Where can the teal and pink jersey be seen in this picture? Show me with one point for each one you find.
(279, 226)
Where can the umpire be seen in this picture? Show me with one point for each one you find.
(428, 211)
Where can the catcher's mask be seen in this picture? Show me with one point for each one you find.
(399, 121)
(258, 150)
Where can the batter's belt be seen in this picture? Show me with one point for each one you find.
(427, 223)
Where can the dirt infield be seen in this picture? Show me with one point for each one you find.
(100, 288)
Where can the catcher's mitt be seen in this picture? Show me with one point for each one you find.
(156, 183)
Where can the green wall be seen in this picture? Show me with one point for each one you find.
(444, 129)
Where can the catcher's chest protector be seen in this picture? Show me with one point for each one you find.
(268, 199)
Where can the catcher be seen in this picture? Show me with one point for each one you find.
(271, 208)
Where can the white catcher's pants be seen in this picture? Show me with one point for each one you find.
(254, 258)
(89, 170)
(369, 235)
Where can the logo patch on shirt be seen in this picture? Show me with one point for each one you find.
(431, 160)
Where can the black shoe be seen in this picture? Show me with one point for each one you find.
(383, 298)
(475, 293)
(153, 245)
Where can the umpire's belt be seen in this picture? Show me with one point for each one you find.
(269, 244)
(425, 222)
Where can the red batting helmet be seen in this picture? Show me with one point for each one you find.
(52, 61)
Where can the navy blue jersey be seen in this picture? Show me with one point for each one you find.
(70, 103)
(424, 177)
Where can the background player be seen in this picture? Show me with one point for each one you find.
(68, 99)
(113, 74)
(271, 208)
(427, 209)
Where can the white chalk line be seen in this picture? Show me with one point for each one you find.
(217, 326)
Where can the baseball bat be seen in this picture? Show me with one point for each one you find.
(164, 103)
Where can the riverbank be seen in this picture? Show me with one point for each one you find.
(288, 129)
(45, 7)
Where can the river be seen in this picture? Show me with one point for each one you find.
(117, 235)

● What is asked:
Copy out the full listing exactly.

● Result of this task:
Where can the teal and pink jersey be seen in this picture? Show me with one point for each one you find.
(279, 226)
Where can the umpire be seen in this picture? Show me with one point for each one you find.
(428, 211)
Where can the catcher's mask be seen in this picture? Show me with one point for each one you find.
(399, 121)
(258, 150)
Where can the batter's belt be seen in this picture? Show me with one point for each one you find.
(427, 223)
Where can the dirt infield be seen in this picture? Show me with one point for each one you find.
(100, 288)
Where can the catcher's mitt be seen in this picture? Show me with one point for each one you find.
(156, 183)
Where can the green wall be seen in this picture? Show me with one point for each one you find.
(444, 129)
Where can the catcher's chest protector be seen in this picture? Show me with one point for each one you find.
(268, 199)
Where can the catcher be seen in this picture? Show me with one point for each one you find.
(271, 208)
Where can the white catcher's pants be seen in this picture? Show me with one point for each one you find.
(254, 258)
(89, 170)
(369, 235)
Where can the logo patch on shirt be seen in this picture? Show me with one point for each one you find.
(431, 160)
Where can the black shoe be seen in this picture? Show me with one point for each one you find.
(383, 298)
(475, 293)
(153, 245)
Where can the umpire's belt be seen in this picture? Show me with one point for each one you find.
(269, 244)
(425, 222)
Where can the red batting helmet be seen in this picture? Show me with one point for each one you find.
(52, 61)
Where can the navy blue jersey be seen in this picture? Show me with one point for each one you find.
(70, 103)
(424, 177)
Where can the background player be seen in this picture? Show me with one point for each one you find.
(68, 99)
(113, 74)
(271, 208)
(427, 209)
Where can the white chalk line be seen in this picture? Show me with one point for each one you find.
(217, 326)
Where can the baseball bat be seen in this picture? Show me with one point for each one you find.
(164, 103)
Where can the riverbank be seen in this picture? Show me with one point for each one you find.
(288, 129)
(45, 7)
Where can the river be seen in this picture? Show me with one point for each one you find.
(117, 235)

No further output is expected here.